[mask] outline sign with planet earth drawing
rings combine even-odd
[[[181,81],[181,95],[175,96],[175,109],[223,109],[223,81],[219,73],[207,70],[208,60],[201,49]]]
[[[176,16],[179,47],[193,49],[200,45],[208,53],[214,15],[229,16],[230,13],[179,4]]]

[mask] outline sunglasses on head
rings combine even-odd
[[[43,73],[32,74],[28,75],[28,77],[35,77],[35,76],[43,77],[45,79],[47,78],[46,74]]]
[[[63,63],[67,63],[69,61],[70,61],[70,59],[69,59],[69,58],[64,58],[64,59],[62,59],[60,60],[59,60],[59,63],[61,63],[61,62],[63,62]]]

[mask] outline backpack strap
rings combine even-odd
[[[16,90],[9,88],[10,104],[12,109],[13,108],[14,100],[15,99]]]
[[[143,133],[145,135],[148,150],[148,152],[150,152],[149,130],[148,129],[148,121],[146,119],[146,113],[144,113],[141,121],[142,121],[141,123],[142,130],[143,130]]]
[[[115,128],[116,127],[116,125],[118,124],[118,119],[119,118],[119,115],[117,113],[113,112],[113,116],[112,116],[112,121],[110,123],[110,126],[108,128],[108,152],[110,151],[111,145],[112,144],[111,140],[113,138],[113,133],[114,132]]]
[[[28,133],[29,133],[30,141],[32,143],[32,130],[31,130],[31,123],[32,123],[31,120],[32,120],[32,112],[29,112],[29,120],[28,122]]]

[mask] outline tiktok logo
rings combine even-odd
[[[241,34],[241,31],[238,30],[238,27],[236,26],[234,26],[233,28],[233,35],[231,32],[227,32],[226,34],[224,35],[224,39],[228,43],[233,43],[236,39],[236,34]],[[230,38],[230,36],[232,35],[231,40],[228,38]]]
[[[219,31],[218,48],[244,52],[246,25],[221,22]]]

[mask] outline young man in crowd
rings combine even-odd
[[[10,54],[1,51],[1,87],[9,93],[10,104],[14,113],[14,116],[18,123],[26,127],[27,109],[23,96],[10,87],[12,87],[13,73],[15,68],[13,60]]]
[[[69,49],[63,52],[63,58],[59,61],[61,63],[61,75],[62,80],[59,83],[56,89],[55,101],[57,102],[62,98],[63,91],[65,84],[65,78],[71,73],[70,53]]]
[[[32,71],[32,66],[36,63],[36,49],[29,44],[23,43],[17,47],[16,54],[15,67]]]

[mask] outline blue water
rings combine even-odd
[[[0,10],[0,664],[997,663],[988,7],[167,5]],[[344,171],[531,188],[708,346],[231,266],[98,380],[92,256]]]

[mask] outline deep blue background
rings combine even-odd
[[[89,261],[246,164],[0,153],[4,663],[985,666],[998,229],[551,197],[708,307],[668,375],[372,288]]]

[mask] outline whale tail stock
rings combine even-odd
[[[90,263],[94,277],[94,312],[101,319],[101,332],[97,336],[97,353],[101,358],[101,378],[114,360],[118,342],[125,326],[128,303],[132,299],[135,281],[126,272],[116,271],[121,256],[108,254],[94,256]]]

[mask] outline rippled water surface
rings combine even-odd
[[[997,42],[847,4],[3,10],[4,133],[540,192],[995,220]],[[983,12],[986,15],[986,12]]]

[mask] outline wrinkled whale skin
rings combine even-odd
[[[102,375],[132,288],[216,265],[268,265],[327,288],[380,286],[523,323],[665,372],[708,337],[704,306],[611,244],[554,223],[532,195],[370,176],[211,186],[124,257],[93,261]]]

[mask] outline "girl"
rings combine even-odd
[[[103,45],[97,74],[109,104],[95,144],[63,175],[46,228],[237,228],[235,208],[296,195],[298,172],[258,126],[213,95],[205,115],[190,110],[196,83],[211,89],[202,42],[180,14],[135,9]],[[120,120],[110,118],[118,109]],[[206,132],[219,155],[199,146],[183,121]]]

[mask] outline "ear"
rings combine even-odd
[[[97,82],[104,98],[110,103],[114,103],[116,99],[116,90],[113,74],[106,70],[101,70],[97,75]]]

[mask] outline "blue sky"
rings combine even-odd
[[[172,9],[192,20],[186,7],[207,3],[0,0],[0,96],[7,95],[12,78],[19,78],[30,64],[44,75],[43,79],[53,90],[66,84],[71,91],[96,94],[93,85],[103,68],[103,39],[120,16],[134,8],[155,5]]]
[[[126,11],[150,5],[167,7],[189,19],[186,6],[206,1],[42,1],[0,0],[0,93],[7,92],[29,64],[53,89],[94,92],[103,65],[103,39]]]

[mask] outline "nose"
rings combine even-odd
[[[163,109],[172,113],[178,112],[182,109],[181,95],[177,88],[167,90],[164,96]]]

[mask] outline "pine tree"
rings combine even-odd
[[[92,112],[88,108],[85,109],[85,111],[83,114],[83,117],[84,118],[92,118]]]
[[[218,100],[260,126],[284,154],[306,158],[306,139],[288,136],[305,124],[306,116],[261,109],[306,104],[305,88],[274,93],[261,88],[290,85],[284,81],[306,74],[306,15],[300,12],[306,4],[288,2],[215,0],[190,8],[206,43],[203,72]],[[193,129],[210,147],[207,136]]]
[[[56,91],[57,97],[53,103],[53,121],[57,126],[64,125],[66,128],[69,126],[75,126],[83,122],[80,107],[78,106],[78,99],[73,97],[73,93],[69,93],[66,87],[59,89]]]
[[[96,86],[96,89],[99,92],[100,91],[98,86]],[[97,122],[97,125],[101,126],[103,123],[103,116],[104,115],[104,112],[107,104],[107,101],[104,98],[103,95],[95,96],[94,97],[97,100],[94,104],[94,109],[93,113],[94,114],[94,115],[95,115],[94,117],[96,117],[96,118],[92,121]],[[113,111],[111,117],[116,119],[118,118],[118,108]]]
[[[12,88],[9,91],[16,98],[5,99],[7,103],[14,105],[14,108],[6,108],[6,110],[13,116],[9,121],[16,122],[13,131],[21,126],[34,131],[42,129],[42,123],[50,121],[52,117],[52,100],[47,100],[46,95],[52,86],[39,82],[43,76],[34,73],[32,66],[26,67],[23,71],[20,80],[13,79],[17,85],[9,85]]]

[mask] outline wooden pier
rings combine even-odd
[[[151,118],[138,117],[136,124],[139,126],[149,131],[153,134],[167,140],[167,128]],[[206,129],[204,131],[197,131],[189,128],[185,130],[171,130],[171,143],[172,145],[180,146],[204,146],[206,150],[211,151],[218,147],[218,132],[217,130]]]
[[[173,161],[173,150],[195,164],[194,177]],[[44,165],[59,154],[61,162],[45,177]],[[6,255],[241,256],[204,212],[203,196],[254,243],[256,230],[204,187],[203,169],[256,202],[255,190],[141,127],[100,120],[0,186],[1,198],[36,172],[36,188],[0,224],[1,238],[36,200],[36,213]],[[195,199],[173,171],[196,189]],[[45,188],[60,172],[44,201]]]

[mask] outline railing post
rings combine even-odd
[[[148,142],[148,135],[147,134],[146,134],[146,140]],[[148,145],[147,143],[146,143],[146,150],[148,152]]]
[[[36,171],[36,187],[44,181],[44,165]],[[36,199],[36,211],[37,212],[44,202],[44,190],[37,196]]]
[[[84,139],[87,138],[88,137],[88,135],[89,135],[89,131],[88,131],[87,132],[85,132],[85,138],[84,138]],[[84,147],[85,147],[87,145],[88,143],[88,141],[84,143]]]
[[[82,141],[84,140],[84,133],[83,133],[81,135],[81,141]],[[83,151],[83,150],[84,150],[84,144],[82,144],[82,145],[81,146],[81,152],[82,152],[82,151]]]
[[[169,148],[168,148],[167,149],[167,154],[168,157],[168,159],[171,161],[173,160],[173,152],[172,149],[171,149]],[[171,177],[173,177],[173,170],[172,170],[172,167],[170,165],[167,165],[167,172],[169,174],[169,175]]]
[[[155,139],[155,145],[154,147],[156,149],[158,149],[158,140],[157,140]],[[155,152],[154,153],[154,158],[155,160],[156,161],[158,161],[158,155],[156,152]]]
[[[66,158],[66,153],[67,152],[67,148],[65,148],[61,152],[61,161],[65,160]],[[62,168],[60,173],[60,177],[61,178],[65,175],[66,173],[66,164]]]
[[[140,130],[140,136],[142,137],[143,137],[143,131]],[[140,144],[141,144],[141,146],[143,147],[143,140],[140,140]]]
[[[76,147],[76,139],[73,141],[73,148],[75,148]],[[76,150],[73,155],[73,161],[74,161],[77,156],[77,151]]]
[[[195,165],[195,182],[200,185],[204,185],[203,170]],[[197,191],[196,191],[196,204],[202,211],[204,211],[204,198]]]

========================

**Task details**
Reproduce the records from their first line through the line containing "[[[219,31],[218,48],[244,52],[246,25],[221,22]]]", keeping every character unchanged.

**Exercise output**
[mask] outline sign with planet earth drawing
rings combine even-odd
[[[181,81],[181,95],[175,96],[175,109],[223,109],[223,81],[219,73],[207,70],[208,60],[201,49]]]
[[[176,16],[179,47],[193,49],[200,45],[208,53],[214,15],[229,16],[230,13],[179,4]]]

[mask] outline sunglasses on head
rings combine even-odd
[[[43,73],[32,74],[28,75],[28,77],[35,77],[35,76],[43,77],[45,79],[47,78],[46,74]]]
[[[63,63],[67,63],[69,61],[70,61],[70,59],[69,59],[69,58],[64,58],[64,59],[62,59],[60,60],[59,60],[59,63],[61,63],[61,62],[63,62]]]

[mask] outline backpack strap
rings combine even-odd
[[[16,90],[9,88],[10,104],[12,109],[13,108],[14,100],[15,99]]]
[[[143,133],[145,135],[148,150],[148,152],[150,152],[149,130],[148,129],[148,121],[146,119],[146,113],[144,113],[141,121],[142,121],[141,123],[142,130],[143,130]]]
[[[115,128],[116,127],[116,125],[118,124],[118,119],[119,118],[119,115],[117,113],[113,112],[113,116],[112,116],[112,121],[110,123],[110,126],[108,128],[108,152],[110,151],[111,145],[112,144],[111,140],[113,138],[113,133],[114,132]]]
[[[28,133],[29,133],[30,141],[32,143],[32,130],[31,130],[31,123],[32,123],[31,120],[32,120],[32,112],[29,112],[29,120],[28,122]]]

[mask] outline tiktok logo
rings combine even-odd
[[[241,34],[241,31],[238,30],[238,27],[236,26],[234,26],[233,28],[233,35],[231,32],[227,32],[226,34],[224,35],[224,39],[228,43],[233,43],[236,39],[236,34]],[[230,38],[230,36],[232,35],[231,40],[228,38]]]
[[[219,31],[218,48],[244,52],[246,25],[221,22]]]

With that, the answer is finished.